Saved data entries
···

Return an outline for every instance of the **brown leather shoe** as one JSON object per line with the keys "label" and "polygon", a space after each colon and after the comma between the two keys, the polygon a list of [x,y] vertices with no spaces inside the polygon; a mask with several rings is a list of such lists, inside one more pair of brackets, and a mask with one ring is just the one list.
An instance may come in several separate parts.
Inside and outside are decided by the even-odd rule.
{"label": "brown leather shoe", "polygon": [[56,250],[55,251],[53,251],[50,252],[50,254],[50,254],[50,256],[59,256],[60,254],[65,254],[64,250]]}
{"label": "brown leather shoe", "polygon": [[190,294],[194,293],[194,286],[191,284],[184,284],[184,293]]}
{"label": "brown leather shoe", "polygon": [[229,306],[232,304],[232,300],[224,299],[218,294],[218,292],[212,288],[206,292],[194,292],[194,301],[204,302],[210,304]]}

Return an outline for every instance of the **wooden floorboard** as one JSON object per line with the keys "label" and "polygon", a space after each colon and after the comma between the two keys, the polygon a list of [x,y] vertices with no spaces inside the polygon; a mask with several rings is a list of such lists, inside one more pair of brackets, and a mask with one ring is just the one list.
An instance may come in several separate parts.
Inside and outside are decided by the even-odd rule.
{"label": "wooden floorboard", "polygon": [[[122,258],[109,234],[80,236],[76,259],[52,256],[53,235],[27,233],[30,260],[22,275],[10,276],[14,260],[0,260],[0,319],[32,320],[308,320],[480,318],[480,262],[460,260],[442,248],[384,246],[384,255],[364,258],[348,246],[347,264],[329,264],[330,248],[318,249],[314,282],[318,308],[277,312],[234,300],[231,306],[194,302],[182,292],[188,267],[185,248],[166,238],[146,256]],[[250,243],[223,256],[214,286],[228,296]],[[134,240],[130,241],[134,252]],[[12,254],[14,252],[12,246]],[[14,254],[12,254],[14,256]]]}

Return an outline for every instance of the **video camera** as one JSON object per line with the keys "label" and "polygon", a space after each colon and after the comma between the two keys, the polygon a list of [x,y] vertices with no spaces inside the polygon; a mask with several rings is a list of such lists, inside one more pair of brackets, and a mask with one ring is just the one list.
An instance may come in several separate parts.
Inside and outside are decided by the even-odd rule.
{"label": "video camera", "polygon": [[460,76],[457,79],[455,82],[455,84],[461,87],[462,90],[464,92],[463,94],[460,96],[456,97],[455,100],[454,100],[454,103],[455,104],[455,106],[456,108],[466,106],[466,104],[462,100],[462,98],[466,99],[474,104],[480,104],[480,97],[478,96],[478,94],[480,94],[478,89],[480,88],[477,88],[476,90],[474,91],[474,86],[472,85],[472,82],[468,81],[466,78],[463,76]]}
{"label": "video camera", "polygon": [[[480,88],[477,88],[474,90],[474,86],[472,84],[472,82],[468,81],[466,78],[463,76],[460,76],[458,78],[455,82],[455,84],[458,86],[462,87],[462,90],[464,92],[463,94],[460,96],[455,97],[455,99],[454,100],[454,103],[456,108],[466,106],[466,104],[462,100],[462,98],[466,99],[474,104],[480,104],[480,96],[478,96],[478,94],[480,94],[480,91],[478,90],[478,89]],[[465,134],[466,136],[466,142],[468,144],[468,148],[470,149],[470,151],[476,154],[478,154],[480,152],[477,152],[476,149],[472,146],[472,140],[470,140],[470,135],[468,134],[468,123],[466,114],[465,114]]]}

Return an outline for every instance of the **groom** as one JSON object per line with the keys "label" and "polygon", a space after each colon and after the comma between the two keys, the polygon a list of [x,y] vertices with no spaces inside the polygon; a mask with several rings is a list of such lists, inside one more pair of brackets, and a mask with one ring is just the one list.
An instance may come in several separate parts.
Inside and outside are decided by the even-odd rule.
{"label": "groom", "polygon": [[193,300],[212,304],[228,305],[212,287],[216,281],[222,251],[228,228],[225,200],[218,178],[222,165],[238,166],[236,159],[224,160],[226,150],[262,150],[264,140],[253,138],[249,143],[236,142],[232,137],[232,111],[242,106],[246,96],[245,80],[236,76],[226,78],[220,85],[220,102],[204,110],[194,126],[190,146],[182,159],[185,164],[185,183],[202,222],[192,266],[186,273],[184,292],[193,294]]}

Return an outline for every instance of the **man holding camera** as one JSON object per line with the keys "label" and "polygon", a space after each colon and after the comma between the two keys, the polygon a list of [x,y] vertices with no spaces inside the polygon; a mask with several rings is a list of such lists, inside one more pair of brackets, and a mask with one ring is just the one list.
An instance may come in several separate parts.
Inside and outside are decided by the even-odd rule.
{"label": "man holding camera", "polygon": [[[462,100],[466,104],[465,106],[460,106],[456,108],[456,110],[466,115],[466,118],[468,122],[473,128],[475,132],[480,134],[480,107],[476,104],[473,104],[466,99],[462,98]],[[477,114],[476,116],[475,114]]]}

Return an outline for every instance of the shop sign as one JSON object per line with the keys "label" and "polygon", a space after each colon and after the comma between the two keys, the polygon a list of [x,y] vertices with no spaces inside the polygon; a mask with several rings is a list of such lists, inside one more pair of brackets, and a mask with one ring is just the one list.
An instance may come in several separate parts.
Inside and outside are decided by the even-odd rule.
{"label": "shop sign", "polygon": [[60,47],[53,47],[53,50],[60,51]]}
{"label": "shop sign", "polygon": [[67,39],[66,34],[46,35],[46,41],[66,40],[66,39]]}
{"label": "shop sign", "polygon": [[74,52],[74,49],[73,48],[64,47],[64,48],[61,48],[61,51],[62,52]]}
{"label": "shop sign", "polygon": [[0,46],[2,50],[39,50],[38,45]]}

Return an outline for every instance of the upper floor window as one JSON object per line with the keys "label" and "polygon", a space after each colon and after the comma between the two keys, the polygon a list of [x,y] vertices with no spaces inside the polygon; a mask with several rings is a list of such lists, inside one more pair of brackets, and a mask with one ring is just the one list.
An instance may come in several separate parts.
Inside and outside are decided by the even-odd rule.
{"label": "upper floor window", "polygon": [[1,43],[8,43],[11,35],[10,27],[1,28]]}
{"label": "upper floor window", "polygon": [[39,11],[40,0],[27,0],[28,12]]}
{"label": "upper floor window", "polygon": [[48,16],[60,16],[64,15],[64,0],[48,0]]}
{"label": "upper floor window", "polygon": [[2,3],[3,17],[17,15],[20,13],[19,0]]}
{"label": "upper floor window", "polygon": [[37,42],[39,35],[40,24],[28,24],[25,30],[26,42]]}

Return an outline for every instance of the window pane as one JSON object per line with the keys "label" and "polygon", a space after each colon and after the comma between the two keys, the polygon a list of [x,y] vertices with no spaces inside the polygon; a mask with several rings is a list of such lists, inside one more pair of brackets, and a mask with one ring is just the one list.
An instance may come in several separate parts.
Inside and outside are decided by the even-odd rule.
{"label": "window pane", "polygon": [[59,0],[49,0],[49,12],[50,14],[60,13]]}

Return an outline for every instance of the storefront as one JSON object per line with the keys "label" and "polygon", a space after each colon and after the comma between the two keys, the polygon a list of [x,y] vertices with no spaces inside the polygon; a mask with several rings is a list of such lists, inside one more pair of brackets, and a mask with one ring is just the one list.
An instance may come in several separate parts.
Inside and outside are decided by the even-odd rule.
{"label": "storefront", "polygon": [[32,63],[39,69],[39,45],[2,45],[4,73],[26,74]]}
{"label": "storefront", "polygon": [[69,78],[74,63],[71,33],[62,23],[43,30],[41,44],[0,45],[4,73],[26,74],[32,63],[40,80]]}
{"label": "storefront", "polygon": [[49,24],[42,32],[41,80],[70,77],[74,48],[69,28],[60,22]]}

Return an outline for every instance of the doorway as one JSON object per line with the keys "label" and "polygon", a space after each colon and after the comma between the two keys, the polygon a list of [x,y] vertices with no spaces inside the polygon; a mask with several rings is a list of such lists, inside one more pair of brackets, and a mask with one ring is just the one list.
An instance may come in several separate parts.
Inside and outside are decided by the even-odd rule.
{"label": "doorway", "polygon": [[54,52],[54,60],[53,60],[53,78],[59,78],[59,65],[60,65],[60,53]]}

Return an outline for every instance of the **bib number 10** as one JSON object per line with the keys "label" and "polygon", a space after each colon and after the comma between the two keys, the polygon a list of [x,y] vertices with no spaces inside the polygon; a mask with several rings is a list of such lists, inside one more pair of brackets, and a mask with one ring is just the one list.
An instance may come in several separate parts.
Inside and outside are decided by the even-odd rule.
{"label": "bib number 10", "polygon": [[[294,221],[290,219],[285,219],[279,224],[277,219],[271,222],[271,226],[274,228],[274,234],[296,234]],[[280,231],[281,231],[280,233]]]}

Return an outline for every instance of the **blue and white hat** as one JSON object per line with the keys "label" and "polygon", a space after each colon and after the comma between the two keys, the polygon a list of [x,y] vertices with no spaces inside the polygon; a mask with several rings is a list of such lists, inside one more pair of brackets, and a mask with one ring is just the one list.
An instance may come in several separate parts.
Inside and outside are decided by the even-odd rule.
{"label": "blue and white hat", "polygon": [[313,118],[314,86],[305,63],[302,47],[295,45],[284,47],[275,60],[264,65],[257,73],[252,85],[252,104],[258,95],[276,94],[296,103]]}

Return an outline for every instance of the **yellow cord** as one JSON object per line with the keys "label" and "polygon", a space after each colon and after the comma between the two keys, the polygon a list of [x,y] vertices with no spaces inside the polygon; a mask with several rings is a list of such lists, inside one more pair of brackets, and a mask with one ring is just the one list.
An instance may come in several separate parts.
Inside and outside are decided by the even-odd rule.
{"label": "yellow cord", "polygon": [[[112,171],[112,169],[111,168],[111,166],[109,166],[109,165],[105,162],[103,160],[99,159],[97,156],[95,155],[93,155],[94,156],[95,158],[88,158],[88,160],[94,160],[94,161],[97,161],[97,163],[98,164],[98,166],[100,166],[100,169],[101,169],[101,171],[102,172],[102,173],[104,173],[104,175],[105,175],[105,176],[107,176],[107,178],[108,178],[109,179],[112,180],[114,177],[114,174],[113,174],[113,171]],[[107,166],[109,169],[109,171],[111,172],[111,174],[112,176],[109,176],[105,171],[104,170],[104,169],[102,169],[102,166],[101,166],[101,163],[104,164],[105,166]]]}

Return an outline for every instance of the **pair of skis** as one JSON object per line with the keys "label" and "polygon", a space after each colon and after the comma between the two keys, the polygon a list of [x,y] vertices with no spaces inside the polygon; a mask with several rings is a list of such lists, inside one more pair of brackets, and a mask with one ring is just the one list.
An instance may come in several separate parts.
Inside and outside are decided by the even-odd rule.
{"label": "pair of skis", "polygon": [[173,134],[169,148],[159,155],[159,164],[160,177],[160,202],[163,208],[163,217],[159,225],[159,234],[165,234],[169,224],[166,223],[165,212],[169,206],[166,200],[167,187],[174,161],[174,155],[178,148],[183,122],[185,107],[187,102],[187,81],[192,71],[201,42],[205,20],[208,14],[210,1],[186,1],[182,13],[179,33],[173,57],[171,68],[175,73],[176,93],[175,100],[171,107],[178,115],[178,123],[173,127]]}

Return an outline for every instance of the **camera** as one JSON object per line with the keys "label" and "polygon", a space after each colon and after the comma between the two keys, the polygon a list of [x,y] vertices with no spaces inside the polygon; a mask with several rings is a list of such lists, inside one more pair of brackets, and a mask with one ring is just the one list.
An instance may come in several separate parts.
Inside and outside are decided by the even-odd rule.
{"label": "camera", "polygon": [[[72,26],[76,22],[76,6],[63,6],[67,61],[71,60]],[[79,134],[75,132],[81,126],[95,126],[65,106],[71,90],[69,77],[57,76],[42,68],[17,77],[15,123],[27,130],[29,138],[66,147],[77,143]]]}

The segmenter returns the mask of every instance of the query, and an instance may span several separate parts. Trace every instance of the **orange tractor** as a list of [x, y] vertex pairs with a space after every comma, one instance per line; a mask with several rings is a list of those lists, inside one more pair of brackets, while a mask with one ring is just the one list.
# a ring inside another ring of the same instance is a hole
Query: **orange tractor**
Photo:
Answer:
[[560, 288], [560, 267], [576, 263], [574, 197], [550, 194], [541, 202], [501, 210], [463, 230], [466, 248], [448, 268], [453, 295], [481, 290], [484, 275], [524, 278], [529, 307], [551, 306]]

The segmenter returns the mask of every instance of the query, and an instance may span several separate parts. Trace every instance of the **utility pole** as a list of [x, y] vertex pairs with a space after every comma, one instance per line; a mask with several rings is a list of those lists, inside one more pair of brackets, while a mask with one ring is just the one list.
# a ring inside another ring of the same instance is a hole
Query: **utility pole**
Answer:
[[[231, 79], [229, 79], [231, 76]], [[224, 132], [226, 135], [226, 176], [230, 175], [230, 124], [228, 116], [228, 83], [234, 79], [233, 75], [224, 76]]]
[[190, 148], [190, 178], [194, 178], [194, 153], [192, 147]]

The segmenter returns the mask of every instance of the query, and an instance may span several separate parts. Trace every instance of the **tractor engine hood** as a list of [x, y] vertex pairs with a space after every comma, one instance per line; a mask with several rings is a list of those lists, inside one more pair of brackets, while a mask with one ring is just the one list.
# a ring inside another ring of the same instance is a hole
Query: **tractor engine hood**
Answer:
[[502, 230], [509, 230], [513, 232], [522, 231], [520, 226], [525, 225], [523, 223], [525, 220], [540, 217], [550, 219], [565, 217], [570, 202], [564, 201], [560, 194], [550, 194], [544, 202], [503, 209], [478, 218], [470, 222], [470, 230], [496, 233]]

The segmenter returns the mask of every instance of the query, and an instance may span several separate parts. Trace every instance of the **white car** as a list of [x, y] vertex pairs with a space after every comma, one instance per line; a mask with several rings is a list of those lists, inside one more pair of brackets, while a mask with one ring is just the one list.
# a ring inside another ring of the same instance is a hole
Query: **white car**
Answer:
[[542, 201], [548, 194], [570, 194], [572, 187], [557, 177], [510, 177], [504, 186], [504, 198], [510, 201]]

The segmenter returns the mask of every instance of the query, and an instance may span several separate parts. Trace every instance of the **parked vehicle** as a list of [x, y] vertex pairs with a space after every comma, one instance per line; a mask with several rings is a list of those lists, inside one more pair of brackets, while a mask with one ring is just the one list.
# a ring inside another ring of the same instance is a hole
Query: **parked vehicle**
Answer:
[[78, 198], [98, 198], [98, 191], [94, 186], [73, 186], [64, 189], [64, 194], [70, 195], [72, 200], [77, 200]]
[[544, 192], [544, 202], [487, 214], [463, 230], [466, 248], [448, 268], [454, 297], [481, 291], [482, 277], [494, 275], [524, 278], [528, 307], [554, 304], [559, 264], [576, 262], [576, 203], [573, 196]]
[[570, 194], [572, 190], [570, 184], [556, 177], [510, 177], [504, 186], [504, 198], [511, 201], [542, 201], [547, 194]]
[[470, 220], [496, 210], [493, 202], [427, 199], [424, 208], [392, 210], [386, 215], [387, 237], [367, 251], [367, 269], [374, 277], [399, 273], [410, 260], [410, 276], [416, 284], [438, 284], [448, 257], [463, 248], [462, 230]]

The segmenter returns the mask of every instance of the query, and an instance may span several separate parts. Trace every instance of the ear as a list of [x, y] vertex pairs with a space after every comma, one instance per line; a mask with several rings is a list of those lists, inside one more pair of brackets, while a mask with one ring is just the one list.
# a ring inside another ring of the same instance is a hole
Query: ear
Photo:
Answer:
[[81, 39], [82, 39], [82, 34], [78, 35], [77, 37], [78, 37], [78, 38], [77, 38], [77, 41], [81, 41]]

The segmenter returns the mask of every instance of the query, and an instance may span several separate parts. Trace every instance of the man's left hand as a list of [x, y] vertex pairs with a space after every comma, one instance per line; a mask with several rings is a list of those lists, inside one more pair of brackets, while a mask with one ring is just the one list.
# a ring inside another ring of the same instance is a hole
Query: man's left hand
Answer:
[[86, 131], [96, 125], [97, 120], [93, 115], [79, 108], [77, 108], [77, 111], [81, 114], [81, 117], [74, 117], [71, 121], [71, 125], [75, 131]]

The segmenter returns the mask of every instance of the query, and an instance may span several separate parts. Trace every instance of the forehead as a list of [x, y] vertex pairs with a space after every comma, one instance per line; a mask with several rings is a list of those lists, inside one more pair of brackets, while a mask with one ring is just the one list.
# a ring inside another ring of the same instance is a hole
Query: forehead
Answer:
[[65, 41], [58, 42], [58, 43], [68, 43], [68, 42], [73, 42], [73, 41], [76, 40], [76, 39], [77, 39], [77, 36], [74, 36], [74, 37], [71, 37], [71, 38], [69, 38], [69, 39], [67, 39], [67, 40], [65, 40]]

···

Goal of the exercise:
Can you output, unchanged, everything from the line containing "of the man's" down to the end of the records?

Solution to the exercise:
The segmenter returns the mask of every instance of the query, and an instance may span several separate parts. Trace every instance of the man's left hand as a list of [x, y] vertex pairs with a space after every comma, one instance per line; a mask with several rings is a list of those lists, inside one more pair of brackets, while a mask with one ring is just the one list.
# a ring inside another ring of the same instance is a hole
Query: man's left hand
Answer:
[[86, 131], [96, 125], [97, 120], [93, 115], [79, 108], [77, 108], [77, 111], [81, 114], [81, 117], [74, 117], [71, 121], [71, 125], [75, 131]]

The segmenter returns the mask of every instance of the query, and an instance may span several separate parts. Trace every instance of the forehead as a list of [x, y] vertex pairs with a space after every comma, one instance per line; a mask with several rings is a list of those lists, inside one more pair of brackets, while a mask with one ring is just the one list.
# a ring inside another ring of the same instance is a hole
Query: forehead
Answer:
[[65, 41], [58, 42], [58, 43], [68, 43], [68, 42], [73, 42], [73, 41], [76, 40], [76, 39], [77, 39], [77, 36], [74, 36], [74, 37], [71, 37], [71, 38], [69, 38], [69, 39], [67, 39], [67, 40], [65, 40]]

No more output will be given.